**Task instructions:**
Select each line of the records below that contains the string "green", and copy those lines.

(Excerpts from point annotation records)
>> start
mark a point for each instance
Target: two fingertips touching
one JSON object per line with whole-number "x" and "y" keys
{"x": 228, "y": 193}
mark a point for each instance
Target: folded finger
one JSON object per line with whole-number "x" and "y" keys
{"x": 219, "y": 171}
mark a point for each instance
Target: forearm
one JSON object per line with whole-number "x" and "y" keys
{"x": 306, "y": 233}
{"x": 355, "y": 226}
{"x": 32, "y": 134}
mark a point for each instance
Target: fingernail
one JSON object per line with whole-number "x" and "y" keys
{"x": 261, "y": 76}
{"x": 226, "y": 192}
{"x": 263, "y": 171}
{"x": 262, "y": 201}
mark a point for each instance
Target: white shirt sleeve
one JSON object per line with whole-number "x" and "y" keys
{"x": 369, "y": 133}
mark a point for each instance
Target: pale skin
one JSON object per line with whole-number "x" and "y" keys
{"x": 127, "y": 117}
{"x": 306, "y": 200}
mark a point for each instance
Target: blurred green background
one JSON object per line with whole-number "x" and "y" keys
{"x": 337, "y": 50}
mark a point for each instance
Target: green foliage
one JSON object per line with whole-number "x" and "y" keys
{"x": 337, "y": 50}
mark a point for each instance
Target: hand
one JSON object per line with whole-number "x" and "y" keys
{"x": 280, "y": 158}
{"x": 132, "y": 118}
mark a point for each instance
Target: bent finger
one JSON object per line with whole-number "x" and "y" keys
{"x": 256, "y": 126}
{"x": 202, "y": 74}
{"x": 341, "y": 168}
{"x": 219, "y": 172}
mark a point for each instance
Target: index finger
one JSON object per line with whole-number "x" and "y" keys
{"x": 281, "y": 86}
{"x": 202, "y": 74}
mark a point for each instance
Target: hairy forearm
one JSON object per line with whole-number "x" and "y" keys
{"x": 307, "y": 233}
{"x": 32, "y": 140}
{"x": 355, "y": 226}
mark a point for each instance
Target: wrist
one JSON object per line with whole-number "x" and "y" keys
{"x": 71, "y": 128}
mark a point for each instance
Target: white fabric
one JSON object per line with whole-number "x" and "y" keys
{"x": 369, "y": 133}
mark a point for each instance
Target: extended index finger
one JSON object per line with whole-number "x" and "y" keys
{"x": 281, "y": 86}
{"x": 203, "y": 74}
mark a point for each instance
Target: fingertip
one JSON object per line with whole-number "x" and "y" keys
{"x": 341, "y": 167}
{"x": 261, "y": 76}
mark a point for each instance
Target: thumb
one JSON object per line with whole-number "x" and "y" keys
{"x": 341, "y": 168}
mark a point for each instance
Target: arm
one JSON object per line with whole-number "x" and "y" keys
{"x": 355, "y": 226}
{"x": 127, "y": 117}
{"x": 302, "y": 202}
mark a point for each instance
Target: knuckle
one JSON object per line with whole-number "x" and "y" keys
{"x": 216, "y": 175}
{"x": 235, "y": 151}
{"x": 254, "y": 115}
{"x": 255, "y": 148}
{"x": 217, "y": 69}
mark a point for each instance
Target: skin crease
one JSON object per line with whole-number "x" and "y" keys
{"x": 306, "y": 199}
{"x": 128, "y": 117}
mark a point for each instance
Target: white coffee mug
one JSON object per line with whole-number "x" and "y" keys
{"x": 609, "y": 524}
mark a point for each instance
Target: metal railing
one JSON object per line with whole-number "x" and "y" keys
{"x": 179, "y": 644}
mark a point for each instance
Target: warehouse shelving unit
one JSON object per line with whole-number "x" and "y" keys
>> end
**Written answer:**
Target: blurred green background
Target: green foliage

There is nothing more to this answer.